* **Given data**

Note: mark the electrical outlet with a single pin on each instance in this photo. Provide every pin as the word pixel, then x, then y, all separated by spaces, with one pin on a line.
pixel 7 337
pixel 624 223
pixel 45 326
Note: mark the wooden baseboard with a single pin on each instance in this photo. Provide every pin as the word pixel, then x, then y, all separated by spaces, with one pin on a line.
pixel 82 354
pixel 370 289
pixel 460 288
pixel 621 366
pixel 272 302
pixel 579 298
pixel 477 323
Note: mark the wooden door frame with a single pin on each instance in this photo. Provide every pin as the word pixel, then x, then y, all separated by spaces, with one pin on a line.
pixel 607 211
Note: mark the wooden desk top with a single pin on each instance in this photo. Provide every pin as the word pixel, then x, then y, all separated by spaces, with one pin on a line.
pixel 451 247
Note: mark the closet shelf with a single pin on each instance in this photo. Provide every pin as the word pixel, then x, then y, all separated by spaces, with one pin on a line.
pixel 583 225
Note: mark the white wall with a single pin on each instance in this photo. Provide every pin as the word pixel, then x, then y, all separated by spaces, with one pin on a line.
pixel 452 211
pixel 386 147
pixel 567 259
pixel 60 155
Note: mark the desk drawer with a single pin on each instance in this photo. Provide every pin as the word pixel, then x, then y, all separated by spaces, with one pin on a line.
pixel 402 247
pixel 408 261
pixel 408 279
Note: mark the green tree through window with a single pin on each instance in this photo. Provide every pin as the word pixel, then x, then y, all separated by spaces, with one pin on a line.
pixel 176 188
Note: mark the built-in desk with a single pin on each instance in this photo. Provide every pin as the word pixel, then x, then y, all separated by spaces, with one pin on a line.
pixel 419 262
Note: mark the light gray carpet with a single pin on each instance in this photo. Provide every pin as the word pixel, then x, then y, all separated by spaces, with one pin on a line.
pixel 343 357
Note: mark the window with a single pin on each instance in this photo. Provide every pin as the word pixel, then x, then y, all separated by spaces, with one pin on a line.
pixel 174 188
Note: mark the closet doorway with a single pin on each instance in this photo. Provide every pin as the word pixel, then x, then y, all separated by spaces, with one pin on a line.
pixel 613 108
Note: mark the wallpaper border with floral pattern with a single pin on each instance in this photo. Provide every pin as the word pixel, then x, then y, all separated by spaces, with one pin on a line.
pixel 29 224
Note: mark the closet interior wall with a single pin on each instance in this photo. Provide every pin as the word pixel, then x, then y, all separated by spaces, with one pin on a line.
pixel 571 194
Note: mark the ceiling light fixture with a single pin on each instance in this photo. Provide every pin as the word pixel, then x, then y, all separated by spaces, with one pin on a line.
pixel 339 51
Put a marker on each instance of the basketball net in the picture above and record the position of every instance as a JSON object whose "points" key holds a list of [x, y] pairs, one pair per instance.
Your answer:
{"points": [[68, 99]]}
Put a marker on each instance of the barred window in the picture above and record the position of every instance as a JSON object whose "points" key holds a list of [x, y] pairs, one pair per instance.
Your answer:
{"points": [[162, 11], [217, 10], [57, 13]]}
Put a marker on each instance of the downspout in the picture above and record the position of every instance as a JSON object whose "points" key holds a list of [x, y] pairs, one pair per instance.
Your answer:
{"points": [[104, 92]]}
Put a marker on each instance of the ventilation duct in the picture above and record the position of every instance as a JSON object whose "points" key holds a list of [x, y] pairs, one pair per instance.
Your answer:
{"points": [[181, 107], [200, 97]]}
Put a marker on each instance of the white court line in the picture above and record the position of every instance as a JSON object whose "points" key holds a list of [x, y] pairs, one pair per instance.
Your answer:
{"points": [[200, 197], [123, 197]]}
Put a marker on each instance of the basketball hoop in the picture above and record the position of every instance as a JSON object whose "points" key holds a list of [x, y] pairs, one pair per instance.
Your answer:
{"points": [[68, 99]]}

* **Your goal**
Set down the records again verbatim, so that each word stays as it is.

* **Solution for this exercise**
Note: mark the electrical outlet with a single pin on each instance in this photo. Provide every pin as the word pixel, then x, then y, all separated by spaces, with one pin on a line.
pixel 7 337
pixel 624 223
pixel 45 326
Note: mark the wooden baseboard with a single pin on each instance in this photo. Provide every pin as the word pixel, then x, then y, all separated by spaces, with one pin on a line.
pixel 82 354
pixel 370 289
pixel 460 288
pixel 621 366
pixel 272 302
pixel 579 298
pixel 477 323
Note: mark the wooden door frame with a single pin on each instance in this photo. Provide every pin as the word pixel, then x, then y, all separated by spaces, with one pin on a line.
pixel 607 211
Note: mark the wooden desk top with a single pin on each instance in this photo. Provide every pin as the word pixel, then x, then y, all separated by spaces, with one pin on a line.
pixel 451 247
Note: mark the closet shelf with a single pin on each instance in this photo. Provide every pin as the word pixel, then x, then y, all separated by spaces, with one pin on a line.
pixel 583 225
Note: mark the white wall with a single pin on each instance in this photo. Provide every pin as the word pixel, then x, then y, all separated by spaces, with one pin on a line.
pixel 452 211
pixel 386 147
pixel 567 259
pixel 60 155
Note: mark the desk drawer with a single pin on each instance in this photo. Provide every pin as the word pixel, then x, then y, all separated by spaces, with one pin on a line.
pixel 402 247
pixel 408 261
pixel 408 279
Note: mark the green tree through window with a single pin on each instance in this photo. Provide every pin as the word pixel, then x, then y, all separated by spaces, with one pin on a line.
pixel 176 188
Note: mark the built-in desk with a single pin on each instance in this photo. Provide every pin as the word pixel, then x, then y, all separated by spaces, with one pin on a line.
pixel 419 262
Note: mark the light gray carpet with a single pin on each instance in this photo. Provide every pin as the word pixel, then x, then y, all separated by spaces, with one pin on a line.
pixel 343 357
Note: mark the window with a single pin on each instance in this photo. Provide every pin as the word pixel, then x, then y, all separated by spaces, with one pin on a line.
pixel 174 188
Note: mark the closet doorway with a single pin on each instance in this photo. Provide every pin as the word pixel, then x, then y, all separated by spaces, with one pin on a line.
pixel 613 108
Note: mark the wallpaper border with floral pattern with a single pin on each instance in this photo. Provide every pin as the word pixel, then x, then y, all separated by spaces, with one pin on a line.
pixel 29 224
Note: mark the closet interior wall with a single pin on each instance in this photo. Provide every pin as the word pixel, then x, then y, all separated by spaces, with one pin on a line.
pixel 571 194
Note: mark the ceiling light fixture with a single pin on each instance in this photo. Provide every pin as the word pixel, then x, then y, all separated by spaces, with one pin on a line.
pixel 339 51
Put a marker on each instance of the basketball net in the picture above and record the position of every instance as a JSON object whose "points" key holds a list of [x, y] pairs, one pair per instance.
Your answer:
{"points": [[68, 99]]}
Put a marker on each instance of the barred window in the picture above and record the position of every instance as a JSON object whose "points" key holds a list of [x, y] pairs, one pair per instance.
Your answer:
{"points": [[162, 11], [217, 10], [57, 13]]}
Put a marker on each instance of the downspout in the picture above and record the position of every instance as a JSON object whose "points" key holds a list of [x, y] pairs, one pair per instance.
Your answer:
{"points": [[104, 92]]}
Put a marker on each instance of the ventilation duct in the picture above and record the position of every instance as a JSON object whose "points" key holds a list of [x, y] pairs, one pair per instance.
Your answer:
{"points": [[181, 107], [200, 97]]}
Put a marker on each instance of the white court line in the picture above and record the position of every instance as a JSON object whose "points" key holds a list of [x, y] pairs, one pair per instance.
Your answer:
{"points": [[200, 197], [123, 197]]}
Put a marker on each instance of the basketball hoop in the picture above and record the position of every instance as a JSON object whose "points" key holds a list of [x, y] pairs, one pair per instance.
Your answer:
{"points": [[68, 99]]}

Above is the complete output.